Problem statement: Return all lines below containing the word "frame".

── Available data

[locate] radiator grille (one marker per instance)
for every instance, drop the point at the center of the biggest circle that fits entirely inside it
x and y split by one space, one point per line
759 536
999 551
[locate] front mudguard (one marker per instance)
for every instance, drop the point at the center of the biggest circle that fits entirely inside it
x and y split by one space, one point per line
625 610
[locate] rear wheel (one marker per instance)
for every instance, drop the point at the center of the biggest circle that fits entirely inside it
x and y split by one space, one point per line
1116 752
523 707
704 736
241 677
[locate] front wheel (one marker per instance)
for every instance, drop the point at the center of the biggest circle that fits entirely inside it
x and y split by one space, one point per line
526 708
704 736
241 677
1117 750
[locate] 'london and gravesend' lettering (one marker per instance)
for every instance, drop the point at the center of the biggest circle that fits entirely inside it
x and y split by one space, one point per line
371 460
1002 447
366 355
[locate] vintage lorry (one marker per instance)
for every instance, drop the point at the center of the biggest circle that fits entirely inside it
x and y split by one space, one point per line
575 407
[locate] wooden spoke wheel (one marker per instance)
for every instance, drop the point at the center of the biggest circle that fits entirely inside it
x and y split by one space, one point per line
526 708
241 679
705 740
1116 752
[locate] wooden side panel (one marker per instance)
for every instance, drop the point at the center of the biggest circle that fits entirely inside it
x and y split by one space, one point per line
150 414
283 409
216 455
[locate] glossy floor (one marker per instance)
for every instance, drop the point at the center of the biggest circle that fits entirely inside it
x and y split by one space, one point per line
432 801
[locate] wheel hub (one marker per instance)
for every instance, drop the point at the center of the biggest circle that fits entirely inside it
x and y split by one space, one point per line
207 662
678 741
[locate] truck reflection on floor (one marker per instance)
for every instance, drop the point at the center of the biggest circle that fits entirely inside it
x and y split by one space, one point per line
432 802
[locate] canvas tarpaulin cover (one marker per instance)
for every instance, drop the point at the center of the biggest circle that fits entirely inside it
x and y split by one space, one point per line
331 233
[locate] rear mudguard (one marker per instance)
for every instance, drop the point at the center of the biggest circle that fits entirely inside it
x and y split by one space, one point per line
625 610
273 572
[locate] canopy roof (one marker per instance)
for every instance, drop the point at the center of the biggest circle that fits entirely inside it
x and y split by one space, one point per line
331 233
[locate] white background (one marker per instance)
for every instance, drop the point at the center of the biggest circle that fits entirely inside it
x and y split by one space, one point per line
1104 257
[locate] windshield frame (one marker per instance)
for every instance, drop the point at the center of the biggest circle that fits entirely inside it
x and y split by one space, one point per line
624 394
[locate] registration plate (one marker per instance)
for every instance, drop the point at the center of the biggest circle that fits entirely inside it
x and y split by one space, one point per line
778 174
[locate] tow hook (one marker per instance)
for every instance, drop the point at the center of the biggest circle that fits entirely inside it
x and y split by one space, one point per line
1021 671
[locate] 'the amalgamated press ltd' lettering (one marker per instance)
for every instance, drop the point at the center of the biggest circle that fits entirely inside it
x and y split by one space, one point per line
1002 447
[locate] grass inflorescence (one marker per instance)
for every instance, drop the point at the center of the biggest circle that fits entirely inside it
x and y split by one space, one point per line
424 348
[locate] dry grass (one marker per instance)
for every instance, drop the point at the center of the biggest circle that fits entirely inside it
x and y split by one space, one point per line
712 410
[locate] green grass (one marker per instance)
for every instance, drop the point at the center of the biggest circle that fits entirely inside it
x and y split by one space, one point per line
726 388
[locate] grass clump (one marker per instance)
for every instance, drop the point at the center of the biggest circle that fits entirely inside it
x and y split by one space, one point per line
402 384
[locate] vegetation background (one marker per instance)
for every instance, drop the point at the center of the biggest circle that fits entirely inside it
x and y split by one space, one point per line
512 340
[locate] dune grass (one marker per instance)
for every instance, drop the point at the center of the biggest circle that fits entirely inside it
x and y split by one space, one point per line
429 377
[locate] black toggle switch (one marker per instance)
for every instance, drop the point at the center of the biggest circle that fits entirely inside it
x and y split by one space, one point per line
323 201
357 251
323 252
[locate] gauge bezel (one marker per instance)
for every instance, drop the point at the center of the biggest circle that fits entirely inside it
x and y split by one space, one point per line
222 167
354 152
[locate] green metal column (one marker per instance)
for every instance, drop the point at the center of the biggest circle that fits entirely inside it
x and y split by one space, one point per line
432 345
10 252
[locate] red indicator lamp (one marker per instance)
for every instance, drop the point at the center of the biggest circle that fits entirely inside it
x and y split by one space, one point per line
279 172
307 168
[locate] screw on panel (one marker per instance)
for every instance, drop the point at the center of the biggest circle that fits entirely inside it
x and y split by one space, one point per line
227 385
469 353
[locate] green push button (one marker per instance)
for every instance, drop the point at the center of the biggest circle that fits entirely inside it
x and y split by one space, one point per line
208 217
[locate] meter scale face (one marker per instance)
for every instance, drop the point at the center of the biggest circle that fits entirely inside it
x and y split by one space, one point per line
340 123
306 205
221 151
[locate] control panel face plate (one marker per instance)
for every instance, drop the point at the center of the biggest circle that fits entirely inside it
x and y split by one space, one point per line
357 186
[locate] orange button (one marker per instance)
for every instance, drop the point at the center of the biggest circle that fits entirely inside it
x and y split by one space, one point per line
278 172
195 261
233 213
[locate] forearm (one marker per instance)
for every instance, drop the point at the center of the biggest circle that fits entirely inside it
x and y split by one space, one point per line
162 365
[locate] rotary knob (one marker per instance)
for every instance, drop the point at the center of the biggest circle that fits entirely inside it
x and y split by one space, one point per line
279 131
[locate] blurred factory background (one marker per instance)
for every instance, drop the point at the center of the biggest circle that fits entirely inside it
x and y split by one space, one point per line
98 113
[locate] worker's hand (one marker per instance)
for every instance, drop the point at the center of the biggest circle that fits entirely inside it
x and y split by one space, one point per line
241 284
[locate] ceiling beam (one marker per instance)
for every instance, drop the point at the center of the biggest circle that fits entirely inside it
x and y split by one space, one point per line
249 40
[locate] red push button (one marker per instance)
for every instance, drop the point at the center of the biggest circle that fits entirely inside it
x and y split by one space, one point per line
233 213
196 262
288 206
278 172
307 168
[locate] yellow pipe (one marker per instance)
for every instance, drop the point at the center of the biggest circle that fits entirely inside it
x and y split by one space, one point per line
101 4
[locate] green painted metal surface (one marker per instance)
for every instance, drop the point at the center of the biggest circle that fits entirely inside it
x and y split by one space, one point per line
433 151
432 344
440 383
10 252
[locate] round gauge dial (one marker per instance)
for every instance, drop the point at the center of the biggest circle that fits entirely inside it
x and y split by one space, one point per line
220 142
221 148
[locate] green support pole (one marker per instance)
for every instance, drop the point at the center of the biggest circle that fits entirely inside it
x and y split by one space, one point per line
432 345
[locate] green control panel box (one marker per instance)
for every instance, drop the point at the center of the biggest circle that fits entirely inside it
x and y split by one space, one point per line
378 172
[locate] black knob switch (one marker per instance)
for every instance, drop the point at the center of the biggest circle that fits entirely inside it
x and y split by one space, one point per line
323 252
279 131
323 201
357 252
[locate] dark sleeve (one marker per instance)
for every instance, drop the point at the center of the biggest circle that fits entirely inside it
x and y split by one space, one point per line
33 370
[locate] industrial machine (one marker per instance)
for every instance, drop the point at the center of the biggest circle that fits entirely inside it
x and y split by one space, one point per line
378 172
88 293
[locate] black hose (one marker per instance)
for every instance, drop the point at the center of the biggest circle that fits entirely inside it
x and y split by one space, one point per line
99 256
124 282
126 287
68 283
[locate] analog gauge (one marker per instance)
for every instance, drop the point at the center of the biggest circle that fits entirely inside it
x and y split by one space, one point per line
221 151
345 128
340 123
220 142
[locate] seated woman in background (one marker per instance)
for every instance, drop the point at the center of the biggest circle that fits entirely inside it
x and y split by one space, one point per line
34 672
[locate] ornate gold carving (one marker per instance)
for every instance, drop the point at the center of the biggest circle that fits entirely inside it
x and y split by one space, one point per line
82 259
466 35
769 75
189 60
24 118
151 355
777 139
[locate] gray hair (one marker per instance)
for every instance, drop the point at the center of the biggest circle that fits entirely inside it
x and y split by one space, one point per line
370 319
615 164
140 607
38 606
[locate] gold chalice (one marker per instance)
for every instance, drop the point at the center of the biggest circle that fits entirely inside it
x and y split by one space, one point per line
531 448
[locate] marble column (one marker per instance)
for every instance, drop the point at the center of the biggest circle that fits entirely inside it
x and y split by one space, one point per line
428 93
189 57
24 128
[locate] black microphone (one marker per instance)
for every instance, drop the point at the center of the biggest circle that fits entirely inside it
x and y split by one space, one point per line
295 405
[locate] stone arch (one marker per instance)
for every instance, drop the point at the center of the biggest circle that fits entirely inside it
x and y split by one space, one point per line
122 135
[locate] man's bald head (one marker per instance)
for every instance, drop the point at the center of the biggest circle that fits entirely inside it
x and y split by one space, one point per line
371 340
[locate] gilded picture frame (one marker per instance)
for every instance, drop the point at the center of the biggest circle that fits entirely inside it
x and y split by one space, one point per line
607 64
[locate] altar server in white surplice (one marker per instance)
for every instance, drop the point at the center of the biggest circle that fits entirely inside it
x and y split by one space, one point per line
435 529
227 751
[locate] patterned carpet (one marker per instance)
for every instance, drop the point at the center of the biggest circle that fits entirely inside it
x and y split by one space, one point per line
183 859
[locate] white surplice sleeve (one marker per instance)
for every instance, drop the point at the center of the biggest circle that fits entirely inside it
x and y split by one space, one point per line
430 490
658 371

────

Your response:
[locate] windshield frame (one marker per instance)
[locate] gilded picture frame (one marker per instance)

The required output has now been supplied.